┌─ Excerpted records
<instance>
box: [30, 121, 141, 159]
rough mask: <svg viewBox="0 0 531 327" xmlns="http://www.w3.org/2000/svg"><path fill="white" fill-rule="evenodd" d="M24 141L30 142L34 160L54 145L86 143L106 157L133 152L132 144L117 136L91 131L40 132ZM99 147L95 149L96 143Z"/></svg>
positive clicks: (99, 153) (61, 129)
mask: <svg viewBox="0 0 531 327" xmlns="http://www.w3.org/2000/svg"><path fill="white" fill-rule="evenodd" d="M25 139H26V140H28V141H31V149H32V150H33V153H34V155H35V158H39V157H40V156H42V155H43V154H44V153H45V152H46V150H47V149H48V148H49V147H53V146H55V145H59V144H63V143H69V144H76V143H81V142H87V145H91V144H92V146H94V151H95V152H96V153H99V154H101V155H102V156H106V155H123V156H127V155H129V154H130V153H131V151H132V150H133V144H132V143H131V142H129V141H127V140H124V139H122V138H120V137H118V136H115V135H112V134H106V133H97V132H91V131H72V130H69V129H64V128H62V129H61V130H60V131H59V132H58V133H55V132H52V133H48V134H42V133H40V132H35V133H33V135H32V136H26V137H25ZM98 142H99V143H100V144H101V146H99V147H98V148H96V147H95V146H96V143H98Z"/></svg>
└─
Exercise requirements: Reproduce the line that contains "box: [30, 121, 141, 159]" and each line after it through the last line of the entries above, exactly; leave out all earlier lines.

Task result:
box: [30, 121, 141, 159]
rough mask: <svg viewBox="0 0 531 327" xmlns="http://www.w3.org/2000/svg"><path fill="white" fill-rule="evenodd" d="M24 141L30 142L34 160L54 145L86 143L106 157L133 152L132 144L117 136L91 131L40 132ZM99 147L95 149L96 143Z"/></svg>
positive clicks: (99, 153) (61, 129)
mask: <svg viewBox="0 0 531 327" xmlns="http://www.w3.org/2000/svg"><path fill="white" fill-rule="evenodd" d="M25 139H26V140H28V141H31V149H32V150H33V153H34V155H35V158H39V157H40V156H42V155H43V154H44V153H45V152H46V150H47V149H48V148H49V147H53V146H55V145H59V144H63V143H69V144H76V143H81V142H87V145H91V144H92V146H94V151H95V152H96V153H99V154H101V155H102V156H106V155H123V156H127V155H129V154H130V153H131V151H132V150H133V144H132V143H131V142H129V141H127V140H124V139H122V138H120V137H118V136H115V135H112V134H106V133H97V132H91V131H72V130H69V129H64V128H62V129H61V130H60V131H59V132H58V133H55V132H52V133H48V134H42V133H40V132H35V133H33V135H32V136H26V137H25ZM98 142H99V143H100V144H101V146H99V147H98V148H96V147H95V146H96V143H98Z"/></svg>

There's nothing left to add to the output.